Entries on locating named things:
--- START ---
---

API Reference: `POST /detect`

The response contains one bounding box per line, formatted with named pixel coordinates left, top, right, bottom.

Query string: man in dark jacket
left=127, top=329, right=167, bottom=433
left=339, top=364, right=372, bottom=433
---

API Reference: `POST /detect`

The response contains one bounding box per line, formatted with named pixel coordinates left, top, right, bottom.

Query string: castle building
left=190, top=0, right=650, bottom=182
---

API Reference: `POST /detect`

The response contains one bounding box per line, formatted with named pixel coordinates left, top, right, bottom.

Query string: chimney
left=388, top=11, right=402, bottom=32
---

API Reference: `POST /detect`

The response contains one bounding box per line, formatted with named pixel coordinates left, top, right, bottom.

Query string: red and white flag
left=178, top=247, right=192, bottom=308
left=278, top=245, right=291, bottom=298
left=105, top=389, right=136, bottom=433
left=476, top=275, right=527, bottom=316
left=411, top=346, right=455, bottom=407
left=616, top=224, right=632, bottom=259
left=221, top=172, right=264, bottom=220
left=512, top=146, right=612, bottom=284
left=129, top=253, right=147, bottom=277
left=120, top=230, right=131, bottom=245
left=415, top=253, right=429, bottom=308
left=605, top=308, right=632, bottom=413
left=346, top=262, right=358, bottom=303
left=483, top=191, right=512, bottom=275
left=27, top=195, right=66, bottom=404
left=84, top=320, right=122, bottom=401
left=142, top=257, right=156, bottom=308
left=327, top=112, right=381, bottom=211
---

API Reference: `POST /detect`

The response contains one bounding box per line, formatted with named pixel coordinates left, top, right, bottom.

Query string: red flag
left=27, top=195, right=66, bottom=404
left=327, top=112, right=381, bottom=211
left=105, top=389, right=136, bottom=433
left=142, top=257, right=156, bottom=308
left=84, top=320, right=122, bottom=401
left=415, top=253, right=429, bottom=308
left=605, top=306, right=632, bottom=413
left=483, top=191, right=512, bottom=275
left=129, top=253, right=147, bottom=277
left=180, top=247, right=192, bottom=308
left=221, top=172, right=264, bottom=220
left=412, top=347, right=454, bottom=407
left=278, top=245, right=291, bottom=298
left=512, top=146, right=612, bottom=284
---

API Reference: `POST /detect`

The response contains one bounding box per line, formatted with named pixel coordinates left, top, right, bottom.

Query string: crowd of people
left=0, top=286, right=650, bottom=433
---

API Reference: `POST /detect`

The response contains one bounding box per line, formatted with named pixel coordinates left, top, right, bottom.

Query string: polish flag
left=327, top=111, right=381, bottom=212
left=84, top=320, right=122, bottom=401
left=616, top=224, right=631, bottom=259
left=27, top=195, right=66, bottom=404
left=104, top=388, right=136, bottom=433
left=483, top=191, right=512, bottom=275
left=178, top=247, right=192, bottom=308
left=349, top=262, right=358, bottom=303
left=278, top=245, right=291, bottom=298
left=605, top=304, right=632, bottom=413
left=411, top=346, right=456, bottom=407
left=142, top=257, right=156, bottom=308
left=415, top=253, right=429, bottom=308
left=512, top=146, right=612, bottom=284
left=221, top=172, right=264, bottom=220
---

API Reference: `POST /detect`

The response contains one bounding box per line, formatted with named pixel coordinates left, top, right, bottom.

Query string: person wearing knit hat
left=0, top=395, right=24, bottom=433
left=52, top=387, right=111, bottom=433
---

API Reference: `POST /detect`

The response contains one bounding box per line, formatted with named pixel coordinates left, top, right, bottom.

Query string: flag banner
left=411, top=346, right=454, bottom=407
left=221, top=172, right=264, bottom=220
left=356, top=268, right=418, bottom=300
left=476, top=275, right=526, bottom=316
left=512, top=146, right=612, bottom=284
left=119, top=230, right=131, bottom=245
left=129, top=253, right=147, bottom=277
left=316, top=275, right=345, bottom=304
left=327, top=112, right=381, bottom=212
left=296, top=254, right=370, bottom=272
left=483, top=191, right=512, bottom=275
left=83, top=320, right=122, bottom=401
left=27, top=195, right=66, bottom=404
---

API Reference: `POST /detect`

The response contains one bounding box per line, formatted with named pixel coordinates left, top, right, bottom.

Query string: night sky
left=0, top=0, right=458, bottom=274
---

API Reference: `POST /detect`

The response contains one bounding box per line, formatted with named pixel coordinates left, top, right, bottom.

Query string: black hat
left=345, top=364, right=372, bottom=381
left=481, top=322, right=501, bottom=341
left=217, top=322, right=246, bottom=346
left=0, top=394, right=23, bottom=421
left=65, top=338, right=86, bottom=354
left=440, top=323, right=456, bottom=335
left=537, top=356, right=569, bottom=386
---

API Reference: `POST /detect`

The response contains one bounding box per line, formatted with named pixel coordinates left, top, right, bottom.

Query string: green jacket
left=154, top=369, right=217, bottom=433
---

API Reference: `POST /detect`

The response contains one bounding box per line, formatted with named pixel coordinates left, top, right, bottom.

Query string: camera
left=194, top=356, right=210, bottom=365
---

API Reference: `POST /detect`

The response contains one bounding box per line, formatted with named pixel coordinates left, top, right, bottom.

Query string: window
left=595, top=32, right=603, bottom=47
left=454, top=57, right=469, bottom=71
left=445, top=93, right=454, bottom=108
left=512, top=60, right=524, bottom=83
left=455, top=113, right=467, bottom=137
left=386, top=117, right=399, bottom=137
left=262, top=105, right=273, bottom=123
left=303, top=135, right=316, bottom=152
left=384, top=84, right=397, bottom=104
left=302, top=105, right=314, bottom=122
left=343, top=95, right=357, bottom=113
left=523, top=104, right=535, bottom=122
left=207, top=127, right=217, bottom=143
--- END ---
--- START ---
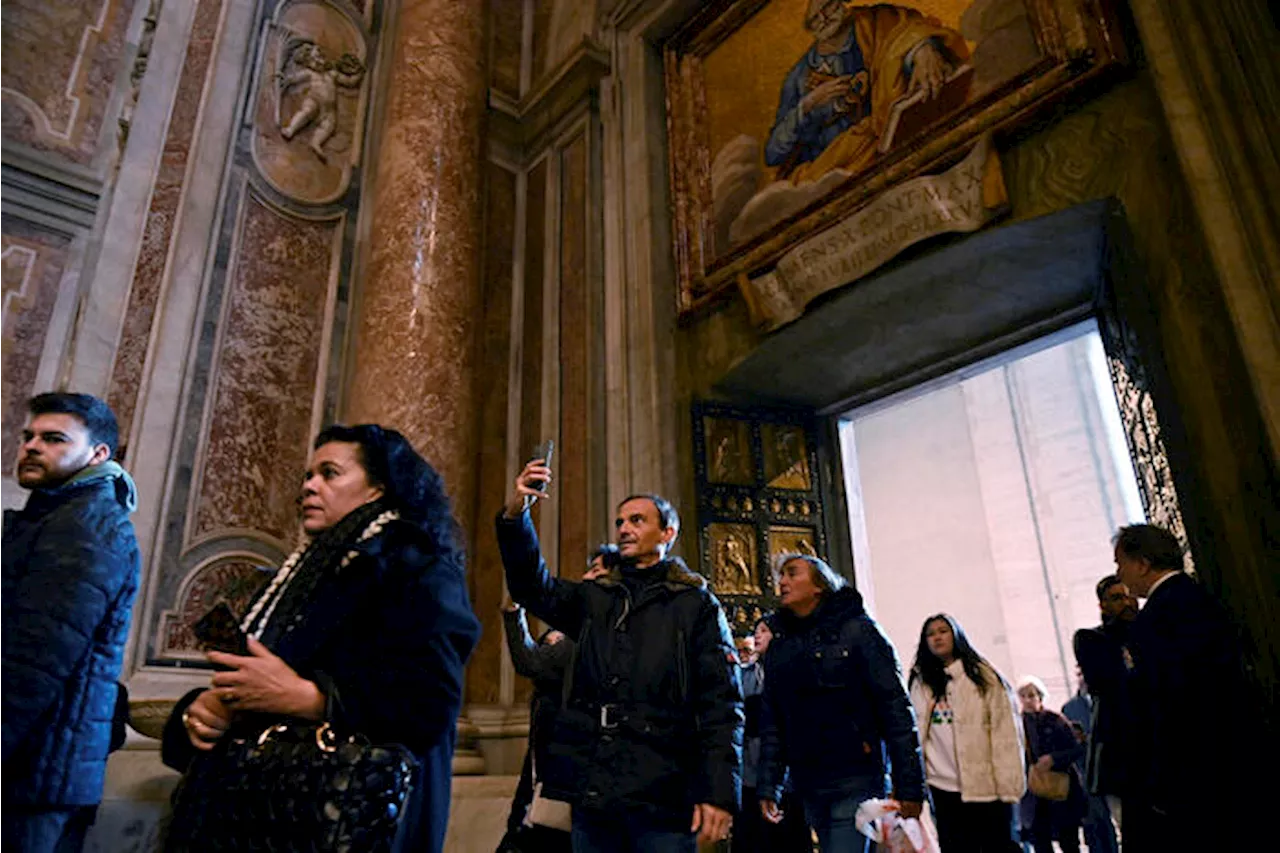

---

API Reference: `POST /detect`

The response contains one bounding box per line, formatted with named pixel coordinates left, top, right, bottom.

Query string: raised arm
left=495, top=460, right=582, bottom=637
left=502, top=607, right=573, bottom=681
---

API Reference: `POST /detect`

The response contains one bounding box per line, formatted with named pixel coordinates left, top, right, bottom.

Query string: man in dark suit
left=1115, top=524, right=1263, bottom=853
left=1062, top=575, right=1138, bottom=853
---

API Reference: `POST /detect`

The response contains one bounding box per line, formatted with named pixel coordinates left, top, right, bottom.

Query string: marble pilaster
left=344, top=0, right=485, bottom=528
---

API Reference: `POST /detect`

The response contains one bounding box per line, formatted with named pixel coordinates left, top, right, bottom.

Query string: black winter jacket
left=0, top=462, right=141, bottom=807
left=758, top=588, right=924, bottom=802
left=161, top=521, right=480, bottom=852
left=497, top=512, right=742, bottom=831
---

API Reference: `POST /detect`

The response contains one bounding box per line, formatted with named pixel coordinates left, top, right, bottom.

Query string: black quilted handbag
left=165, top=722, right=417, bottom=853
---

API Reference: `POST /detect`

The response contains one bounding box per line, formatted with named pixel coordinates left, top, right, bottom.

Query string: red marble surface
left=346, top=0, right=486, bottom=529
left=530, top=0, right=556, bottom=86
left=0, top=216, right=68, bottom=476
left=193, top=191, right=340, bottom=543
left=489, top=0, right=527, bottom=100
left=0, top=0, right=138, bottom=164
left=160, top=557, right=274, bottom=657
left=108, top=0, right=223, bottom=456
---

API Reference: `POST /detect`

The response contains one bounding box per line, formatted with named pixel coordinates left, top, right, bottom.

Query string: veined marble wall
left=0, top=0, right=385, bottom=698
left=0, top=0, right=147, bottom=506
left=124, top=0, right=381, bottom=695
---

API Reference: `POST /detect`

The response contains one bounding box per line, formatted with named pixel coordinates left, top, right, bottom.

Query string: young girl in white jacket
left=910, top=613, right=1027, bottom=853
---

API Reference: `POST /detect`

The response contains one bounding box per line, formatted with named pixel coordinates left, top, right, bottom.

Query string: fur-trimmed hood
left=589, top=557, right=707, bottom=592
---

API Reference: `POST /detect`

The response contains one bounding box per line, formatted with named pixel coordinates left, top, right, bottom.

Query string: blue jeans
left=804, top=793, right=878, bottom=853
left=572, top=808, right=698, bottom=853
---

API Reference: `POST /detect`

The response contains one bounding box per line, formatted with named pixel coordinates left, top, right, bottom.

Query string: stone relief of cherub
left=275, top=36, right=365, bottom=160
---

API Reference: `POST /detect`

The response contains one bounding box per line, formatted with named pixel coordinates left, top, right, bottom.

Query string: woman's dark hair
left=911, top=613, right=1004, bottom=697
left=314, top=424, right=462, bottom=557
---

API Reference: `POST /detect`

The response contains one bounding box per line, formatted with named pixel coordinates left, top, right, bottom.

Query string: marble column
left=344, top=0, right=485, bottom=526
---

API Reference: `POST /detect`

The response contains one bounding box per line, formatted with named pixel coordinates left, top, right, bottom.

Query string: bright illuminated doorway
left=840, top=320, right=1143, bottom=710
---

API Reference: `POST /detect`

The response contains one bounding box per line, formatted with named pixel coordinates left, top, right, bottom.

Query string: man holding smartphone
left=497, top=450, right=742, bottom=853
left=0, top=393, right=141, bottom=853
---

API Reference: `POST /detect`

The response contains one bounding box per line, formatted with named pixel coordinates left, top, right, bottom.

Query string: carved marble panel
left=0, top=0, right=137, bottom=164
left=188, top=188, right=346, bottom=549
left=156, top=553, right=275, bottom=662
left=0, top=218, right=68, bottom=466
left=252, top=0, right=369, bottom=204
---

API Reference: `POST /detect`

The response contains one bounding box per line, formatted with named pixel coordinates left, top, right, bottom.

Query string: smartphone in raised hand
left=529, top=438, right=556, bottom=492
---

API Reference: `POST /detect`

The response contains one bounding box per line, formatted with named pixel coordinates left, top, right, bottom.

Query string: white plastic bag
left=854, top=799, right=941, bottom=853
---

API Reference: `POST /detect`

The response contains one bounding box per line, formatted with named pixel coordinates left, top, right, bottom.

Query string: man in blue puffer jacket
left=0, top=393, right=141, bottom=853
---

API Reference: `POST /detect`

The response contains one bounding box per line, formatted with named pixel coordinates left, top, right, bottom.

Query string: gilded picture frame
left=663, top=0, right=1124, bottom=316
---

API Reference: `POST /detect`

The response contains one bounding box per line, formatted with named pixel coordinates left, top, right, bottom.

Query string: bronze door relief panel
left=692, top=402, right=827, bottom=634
--- END ---
--- START ---
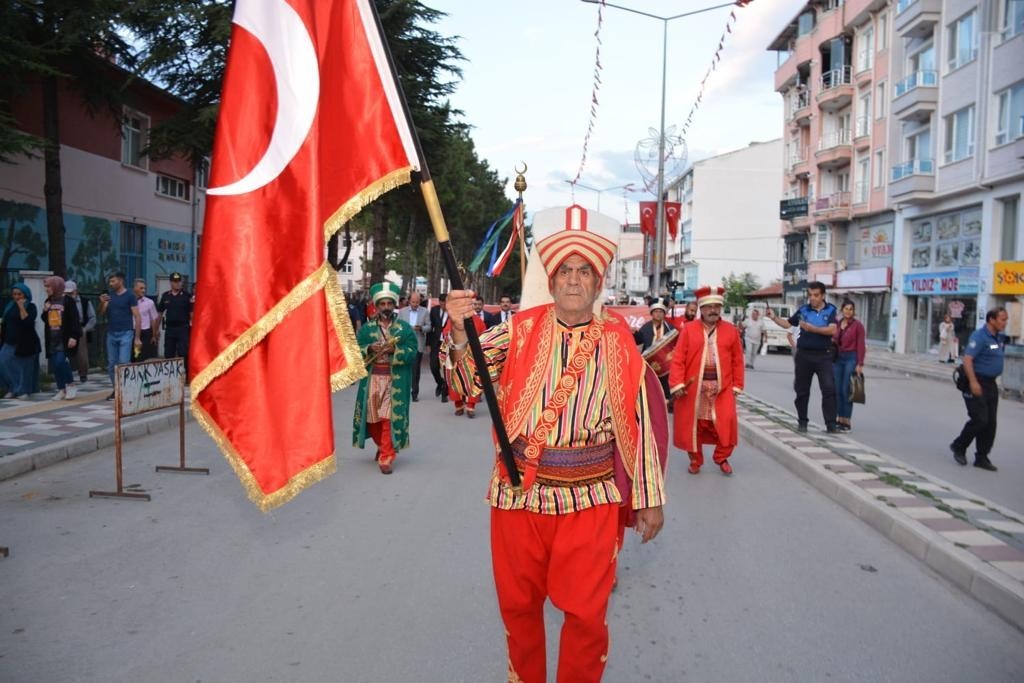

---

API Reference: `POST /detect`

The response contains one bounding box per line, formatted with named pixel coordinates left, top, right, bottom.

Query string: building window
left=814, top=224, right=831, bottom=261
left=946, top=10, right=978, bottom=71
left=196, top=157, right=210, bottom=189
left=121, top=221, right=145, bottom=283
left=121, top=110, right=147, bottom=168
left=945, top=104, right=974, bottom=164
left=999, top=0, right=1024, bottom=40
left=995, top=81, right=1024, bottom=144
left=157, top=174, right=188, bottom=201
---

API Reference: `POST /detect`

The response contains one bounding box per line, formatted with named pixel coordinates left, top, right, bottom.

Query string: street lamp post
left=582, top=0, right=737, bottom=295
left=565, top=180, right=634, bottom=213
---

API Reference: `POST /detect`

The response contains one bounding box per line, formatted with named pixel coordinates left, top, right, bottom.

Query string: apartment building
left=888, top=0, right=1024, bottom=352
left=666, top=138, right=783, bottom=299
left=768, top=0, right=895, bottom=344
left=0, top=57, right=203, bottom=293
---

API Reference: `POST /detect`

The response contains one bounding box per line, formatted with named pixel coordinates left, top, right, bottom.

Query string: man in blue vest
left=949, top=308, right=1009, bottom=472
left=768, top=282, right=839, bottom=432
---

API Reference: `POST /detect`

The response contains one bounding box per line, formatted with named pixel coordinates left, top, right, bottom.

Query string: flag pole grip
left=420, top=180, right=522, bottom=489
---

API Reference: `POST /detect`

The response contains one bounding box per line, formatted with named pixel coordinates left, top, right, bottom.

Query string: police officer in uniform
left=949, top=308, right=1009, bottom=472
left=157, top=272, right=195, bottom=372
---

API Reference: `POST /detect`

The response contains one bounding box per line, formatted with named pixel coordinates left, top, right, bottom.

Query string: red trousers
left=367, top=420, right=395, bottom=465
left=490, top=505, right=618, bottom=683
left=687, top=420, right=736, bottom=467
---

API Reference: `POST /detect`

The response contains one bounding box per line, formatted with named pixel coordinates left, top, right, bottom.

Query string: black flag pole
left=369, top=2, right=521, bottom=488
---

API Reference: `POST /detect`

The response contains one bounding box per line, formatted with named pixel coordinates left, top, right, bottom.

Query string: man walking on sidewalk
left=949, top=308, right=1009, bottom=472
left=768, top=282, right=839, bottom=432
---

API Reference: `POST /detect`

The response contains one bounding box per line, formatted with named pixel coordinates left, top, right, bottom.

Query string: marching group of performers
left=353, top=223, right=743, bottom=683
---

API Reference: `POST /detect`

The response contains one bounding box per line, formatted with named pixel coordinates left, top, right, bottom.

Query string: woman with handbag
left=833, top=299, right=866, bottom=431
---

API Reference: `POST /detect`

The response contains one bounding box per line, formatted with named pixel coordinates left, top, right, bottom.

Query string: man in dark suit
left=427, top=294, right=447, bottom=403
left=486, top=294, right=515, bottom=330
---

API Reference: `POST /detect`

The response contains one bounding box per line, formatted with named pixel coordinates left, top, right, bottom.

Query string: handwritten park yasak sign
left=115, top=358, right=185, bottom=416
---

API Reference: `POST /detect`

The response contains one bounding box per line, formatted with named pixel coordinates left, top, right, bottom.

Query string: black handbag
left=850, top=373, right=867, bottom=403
--- END ---
● **Task goal**: Select every line of the material above that contains the string "window", treating uppercase and lowercase as distinct.

● **The output**:
Query string: window
Query string: building window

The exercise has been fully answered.